KETENTUAN LATIHAN: Salin ulang baris-baris di bawah ini dari baris pertama sampai dengan baris yang memuat "left=499, top=244, right=600, bottom=397", termasuk baris itu sendiri. Jangan sertakan gambar dalam jawaban.

DATA YANG TERSEDIA:
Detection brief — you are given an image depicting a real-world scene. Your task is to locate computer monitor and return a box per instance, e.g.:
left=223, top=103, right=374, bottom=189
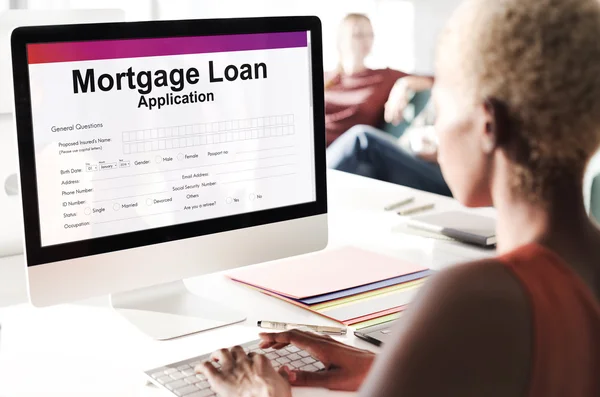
left=0, top=9, right=125, bottom=257
left=12, top=17, right=328, bottom=339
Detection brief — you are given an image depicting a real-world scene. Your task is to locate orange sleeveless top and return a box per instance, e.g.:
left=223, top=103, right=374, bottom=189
left=499, top=244, right=600, bottom=397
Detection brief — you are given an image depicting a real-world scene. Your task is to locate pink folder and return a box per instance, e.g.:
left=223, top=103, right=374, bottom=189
left=229, top=247, right=427, bottom=299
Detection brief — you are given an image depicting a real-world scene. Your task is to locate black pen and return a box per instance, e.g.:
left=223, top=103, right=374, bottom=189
left=383, top=197, right=415, bottom=211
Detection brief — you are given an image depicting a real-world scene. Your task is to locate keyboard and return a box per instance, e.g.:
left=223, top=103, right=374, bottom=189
left=144, top=340, right=325, bottom=397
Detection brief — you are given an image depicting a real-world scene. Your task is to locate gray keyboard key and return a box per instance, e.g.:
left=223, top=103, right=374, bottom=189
left=186, top=389, right=215, bottom=397
left=183, top=375, right=200, bottom=385
left=290, top=360, right=306, bottom=368
left=169, top=372, right=186, bottom=380
left=150, top=368, right=168, bottom=379
left=302, top=357, right=317, bottom=364
left=165, top=379, right=188, bottom=390
left=156, top=375, right=173, bottom=385
left=196, top=380, right=210, bottom=389
left=181, top=368, right=196, bottom=376
left=287, top=353, right=302, bottom=361
left=175, top=385, right=200, bottom=397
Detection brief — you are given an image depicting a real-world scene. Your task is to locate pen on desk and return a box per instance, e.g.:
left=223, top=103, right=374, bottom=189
left=257, top=321, right=347, bottom=335
left=398, top=204, right=435, bottom=216
left=383, top=197, right=415, bottom=211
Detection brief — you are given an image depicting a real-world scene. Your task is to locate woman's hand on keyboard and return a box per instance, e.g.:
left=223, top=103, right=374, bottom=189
left=260, top=330, right=375, bottom=391
left=196, top=346, right=292, bottom=397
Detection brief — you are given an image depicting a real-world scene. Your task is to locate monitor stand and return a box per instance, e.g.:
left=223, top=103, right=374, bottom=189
left=110, top=280, right=246, bottom=340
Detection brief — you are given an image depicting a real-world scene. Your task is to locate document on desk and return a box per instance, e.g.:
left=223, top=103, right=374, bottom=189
left=229, top=247, right=428, bottom=300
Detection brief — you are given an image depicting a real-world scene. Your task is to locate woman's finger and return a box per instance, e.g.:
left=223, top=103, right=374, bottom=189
left=260, top=330, right=336, bottom=359
left=231, top=346, right=248, bottom=364
left=194, top=361, right=223, bottom=384
left=210, top=349, right=234, bottom=371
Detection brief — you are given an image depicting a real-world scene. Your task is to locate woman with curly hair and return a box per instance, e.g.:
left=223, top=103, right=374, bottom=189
left=199, top=0, right=600, bottom=397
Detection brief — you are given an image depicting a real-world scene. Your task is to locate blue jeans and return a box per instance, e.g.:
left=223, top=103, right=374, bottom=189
left=327, top=125, right=452, bottom=196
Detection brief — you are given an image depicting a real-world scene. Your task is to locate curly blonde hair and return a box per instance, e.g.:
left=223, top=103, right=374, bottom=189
left=441, top=0, right=600, bottom=200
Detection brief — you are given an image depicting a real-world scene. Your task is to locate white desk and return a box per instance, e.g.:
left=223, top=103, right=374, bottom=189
left=0, top=172, right=493, bottom=397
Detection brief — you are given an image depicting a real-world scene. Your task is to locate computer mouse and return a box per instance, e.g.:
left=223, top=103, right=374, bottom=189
left=4, top=174, right=19, bottom=196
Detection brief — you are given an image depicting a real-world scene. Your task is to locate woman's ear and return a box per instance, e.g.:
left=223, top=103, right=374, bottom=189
left=482, top=98, right=510, bottom=153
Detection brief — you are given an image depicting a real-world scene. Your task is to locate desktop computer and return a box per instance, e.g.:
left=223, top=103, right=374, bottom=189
left=12, top=17, right=327, bottom=340
left=0, top=9, right=125, bottom=257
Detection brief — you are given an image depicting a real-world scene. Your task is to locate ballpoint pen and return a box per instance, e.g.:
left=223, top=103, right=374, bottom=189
left=383, top=197, right=415, bottom=211
left=257, top=321, right=347, bottom=335
left=398, top=204, right=435, bottom=216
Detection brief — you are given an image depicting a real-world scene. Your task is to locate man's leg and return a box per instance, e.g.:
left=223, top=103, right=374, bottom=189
left=327, top=125, right=452, bottom=196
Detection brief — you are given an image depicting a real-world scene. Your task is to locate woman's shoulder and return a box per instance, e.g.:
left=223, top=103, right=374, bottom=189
left=428, top=258, right=527, bottom=308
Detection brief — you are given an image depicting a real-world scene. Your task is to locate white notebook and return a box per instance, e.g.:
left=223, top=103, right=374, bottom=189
left=408, top=211, right=496, bottom=247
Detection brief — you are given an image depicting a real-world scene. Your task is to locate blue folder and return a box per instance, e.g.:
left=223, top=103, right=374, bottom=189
left=297, top=270, right=433, bottom=305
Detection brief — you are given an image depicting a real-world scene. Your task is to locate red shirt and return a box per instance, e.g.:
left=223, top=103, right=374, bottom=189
left=500, top=244, right=600, bottom=397
left=325, top=69, right=408, bottom=146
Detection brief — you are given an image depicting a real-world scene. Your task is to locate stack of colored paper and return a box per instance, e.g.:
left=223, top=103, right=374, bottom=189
left=229, top=247, right=431, bottom=328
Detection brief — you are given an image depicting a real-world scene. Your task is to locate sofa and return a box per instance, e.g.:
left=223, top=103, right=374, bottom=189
left=379, top=91, right=600, bottom=222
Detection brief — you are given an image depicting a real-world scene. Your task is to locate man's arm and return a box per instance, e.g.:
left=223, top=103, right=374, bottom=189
left=360, top=261, right=532, bottom=397
left=384, top=75, right=434, bottom=125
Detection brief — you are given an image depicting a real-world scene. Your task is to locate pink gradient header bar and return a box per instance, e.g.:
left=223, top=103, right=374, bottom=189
left=27, top=32, right=308, bottom=64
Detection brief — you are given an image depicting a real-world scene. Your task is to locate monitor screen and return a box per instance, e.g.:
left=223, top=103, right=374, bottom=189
left=27, top=31, right=316, bottom=247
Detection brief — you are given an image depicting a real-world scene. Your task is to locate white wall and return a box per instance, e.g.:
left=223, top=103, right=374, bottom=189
left=156, top=0, right=414, bottom=72
left=412, top=0, right=462, bottom=74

PENYELESAIAN:
Detection brief — you are given an image depicting a real-world scene. Your task is to locate computer monitor and return a box per instance, e.g.:
left=223, top=103, right=374, bottom=189
left=0, top=9, right=125, bottom=257
left=12, top=17, right=328, bottom=339
Detection brief — you are given an image depicting a real-world scene. Your task is to locate orange sleeveless top and return a box per instance, e.g.:
left=223, top=103, right=374, bottom=189
left=499, top=244, right=600, bottom=397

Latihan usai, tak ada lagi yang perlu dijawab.